Information shown below:

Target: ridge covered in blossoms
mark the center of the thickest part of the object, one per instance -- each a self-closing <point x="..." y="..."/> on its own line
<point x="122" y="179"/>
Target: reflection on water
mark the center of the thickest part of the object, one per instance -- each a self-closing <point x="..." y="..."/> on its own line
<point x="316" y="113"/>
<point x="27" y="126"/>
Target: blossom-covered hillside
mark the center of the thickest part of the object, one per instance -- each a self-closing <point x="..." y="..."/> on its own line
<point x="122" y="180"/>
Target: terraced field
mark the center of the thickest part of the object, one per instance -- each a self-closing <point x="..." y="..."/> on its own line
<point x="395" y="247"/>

End of Information shown.
Information shown below:

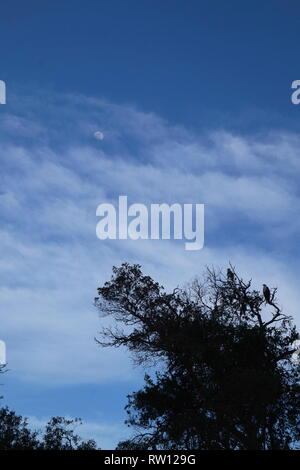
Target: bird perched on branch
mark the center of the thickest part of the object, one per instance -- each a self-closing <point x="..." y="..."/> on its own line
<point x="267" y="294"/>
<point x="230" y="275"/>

End of Information shown.

Goal of the exercise –
Starting at the line above that contains "Target: ridge covered in blossoms", repeat each line exactly up to and including the line that contains "Target: terraced field", and stop there.

Output for this task –
Target: ridge covered in blossoms
mark the center of the thickest part of the object, one per instance -- each a self-closing <point x="..." y="..."/> on its own line
<point x="122" y="179"/>
Target: reflection on water
mark the center of the thickest part of the object, one per instance -- each a self-closing <point x="..." y="..."/> on its own line
<point x="316" y="113"/>
<point x="27" y="126"/>
Target: blossom-covered hillside
mark the center of the thickest part of the object, one per instance -- each a self-closing <point x="..." y="..."/> on its own line
<point x="122" y="180"/>
Target: terraced field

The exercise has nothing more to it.